— Start of DATASET RECORDS —

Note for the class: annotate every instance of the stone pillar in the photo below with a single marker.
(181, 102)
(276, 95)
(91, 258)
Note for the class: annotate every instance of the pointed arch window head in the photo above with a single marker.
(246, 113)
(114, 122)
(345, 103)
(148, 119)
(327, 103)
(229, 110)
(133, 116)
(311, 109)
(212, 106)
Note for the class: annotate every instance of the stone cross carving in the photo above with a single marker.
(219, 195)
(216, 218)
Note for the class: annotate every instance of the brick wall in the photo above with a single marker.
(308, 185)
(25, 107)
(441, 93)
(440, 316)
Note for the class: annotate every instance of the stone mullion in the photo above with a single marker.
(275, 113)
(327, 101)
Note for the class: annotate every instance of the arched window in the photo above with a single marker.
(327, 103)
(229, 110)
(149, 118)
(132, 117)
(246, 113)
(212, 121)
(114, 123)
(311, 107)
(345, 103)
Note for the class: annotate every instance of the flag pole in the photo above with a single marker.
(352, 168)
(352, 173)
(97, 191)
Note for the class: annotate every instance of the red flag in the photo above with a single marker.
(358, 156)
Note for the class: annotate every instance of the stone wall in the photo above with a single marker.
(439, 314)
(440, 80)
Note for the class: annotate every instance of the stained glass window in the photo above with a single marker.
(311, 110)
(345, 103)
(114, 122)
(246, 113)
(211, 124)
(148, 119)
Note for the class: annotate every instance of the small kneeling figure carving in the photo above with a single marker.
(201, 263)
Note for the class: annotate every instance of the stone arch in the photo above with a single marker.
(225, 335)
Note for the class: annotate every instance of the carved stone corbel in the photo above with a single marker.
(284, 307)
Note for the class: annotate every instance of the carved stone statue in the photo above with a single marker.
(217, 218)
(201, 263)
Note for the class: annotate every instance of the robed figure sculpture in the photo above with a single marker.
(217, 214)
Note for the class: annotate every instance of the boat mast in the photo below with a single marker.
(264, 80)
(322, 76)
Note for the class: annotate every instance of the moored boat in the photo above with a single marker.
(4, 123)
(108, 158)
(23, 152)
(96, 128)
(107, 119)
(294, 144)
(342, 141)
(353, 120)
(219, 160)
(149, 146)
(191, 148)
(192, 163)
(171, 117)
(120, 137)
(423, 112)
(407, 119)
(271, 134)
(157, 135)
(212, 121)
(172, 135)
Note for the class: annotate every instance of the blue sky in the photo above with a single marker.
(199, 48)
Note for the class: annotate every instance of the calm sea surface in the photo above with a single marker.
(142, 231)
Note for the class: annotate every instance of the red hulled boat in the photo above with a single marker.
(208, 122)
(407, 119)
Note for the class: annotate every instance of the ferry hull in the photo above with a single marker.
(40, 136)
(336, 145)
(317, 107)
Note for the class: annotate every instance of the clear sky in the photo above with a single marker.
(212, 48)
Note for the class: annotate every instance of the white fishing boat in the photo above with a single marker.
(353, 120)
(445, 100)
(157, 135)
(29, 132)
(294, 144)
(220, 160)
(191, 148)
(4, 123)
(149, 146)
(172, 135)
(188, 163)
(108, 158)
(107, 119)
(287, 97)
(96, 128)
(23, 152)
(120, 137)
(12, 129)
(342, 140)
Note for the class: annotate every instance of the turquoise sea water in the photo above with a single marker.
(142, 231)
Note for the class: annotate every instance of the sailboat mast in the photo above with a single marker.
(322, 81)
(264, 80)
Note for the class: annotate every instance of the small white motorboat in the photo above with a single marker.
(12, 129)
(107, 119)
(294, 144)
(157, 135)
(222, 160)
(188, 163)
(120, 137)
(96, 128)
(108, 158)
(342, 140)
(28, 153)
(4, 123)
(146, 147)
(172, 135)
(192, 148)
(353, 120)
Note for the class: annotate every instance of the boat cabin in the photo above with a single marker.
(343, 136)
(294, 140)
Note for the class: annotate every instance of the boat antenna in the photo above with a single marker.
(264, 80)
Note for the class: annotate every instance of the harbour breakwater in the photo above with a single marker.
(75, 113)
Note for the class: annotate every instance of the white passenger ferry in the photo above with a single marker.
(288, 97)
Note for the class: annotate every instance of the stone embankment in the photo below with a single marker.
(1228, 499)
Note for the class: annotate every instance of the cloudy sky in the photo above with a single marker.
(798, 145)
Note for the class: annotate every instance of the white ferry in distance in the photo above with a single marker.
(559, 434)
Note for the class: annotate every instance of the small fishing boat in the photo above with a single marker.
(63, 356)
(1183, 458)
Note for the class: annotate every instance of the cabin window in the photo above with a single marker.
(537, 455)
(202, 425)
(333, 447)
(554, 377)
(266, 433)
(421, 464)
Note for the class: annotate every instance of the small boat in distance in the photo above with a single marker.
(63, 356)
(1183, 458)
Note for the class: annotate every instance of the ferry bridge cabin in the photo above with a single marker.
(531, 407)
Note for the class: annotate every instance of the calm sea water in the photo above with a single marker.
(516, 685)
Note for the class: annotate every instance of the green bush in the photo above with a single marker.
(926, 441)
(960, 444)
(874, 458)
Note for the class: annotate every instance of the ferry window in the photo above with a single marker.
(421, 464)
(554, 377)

— End of DATASET RECORDS —

## EXERCISE DETAILS
Output the line containing "Note for the class: annotate every instance of the ferry bridge" and all lines after it to the end of the records, exactly as given.

## CORRECT RESULT
Note for the class: annotate every instance of the ferry bridge cabin in the photo above with a single marker.
(531, 407)
Note for the class: annotate every instance of the calm sea water in the photo above with a single marker.
(516, 685)
Note for the class: annotate every instance of the green bush in the photo above with a single marker.
(926, 441)
(960, 444)
(874, 458)
Note for the class: annotate every instance of the ferry window in the photo above with a single marker.
(421, 464)
(554, 377)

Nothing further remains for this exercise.